• [TO DO]:
Using the records below, locate all lines containing "canopy" and return them.

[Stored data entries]
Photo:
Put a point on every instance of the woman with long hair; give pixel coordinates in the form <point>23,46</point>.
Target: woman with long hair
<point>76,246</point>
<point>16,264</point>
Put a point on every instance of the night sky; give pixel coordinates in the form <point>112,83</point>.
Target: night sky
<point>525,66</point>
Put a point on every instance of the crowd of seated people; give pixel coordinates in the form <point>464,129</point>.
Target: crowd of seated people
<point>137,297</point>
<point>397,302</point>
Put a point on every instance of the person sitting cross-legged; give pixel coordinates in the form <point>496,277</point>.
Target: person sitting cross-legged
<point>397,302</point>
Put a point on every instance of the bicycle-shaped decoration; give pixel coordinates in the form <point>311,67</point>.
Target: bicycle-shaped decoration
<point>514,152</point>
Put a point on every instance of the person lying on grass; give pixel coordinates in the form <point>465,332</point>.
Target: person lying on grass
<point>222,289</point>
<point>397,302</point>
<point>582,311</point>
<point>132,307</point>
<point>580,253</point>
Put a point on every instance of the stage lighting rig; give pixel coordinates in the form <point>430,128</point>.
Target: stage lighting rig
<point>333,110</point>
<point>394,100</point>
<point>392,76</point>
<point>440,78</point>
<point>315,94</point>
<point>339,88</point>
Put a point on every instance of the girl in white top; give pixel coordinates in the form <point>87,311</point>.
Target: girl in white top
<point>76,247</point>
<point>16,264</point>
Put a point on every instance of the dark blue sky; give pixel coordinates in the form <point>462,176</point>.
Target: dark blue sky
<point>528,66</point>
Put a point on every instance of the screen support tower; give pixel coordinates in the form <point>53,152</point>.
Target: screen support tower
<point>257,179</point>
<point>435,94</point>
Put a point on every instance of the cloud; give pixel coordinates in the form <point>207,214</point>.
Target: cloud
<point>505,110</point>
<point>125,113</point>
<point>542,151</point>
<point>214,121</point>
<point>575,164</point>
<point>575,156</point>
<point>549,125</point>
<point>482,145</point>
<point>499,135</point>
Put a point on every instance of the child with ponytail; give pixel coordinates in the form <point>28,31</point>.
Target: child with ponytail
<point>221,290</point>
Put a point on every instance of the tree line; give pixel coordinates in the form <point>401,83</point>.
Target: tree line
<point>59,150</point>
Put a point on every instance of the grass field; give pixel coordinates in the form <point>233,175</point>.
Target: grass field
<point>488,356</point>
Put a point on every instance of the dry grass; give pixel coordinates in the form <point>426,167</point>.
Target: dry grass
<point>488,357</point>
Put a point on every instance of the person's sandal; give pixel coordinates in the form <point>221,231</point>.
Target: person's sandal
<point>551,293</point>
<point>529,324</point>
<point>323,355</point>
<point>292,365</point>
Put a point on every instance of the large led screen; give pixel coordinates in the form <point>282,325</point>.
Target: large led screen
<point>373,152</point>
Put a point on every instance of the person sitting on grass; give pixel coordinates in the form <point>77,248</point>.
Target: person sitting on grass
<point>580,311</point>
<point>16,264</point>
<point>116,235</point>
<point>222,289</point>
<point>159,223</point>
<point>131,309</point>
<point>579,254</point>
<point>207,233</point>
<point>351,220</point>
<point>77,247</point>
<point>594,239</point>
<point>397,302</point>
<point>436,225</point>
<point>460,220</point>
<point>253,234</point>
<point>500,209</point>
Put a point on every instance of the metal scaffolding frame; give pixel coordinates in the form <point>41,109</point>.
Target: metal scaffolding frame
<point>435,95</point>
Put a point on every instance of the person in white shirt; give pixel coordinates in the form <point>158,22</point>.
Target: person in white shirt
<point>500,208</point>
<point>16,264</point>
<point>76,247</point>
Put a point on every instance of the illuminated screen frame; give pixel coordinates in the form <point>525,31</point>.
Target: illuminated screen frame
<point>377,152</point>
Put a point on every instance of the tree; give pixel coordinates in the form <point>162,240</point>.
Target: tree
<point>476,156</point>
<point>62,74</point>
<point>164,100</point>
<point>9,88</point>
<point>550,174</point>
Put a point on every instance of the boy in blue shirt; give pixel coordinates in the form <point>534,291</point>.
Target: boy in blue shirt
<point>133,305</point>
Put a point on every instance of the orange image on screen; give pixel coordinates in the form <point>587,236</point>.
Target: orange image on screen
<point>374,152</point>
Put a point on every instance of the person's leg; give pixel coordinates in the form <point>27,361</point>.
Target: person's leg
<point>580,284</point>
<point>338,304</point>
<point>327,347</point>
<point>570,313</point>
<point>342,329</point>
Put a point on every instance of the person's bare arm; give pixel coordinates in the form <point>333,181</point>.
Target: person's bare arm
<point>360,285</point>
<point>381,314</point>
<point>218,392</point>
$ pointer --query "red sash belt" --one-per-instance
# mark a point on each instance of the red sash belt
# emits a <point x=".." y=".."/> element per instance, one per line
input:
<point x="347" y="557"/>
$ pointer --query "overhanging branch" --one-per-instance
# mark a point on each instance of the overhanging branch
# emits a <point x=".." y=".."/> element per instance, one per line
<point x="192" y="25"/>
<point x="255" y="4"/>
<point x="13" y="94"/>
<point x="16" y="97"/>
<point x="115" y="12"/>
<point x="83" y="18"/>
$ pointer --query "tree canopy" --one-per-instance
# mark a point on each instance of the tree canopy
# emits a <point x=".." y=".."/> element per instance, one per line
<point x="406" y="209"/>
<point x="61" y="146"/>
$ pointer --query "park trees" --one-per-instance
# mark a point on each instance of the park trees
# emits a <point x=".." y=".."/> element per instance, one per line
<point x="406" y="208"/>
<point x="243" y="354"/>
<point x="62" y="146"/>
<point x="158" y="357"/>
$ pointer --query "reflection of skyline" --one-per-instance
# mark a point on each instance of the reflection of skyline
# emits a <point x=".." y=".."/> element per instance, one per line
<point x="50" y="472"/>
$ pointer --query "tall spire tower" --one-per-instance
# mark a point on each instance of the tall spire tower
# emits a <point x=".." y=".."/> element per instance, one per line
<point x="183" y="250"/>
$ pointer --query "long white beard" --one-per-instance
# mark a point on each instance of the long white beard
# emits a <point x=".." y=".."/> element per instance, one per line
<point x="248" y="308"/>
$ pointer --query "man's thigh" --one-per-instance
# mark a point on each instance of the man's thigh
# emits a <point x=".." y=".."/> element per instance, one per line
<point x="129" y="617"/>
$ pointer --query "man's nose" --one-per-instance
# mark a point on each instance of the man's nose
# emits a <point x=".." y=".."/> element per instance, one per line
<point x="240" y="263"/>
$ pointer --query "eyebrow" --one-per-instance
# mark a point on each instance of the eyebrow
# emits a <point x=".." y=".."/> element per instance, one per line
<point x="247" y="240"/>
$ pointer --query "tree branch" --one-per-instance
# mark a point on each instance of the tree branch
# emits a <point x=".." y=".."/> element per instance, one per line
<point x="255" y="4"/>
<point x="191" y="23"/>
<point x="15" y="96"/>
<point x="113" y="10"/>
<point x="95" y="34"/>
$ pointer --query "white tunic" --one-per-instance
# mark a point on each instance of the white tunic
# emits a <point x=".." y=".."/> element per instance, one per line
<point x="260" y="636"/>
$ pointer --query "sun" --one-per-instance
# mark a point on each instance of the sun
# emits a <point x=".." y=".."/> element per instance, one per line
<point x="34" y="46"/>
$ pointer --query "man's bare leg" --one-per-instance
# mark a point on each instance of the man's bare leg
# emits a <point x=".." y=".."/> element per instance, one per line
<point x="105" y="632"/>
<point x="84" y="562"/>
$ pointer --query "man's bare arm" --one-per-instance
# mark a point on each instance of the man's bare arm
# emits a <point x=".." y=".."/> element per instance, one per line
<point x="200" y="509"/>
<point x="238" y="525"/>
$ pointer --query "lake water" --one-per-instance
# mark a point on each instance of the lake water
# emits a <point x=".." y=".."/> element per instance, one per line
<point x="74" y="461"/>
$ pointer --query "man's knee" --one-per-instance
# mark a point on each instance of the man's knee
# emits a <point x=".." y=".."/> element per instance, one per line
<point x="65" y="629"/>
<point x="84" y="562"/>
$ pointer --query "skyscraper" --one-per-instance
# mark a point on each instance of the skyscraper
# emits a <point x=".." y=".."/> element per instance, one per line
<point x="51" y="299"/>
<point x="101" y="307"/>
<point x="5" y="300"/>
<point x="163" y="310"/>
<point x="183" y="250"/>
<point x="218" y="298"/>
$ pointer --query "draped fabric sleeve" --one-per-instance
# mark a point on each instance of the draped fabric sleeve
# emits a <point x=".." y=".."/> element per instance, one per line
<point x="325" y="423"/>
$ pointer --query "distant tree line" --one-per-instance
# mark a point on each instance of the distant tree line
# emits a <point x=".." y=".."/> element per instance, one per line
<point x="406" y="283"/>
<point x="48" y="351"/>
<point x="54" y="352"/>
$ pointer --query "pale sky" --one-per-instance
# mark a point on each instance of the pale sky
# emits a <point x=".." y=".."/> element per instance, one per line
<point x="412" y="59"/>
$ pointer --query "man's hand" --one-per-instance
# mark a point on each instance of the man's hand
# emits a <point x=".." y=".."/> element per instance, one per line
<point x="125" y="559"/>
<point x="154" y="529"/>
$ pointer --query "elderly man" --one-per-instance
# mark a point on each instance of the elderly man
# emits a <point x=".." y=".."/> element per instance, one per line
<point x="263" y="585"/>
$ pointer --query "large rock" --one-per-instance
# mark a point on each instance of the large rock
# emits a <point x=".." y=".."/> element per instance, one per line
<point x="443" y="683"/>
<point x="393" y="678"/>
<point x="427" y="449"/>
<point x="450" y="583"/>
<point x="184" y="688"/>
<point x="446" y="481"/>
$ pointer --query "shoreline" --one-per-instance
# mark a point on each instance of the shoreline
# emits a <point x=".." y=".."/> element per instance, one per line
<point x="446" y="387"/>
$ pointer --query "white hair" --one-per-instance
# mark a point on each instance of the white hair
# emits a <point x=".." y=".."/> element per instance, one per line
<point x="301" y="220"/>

• [COMPLETED TASK]:
$ pointer --query "tree canopy" --one-per-instance
# mark a point on each instance of the tree canopy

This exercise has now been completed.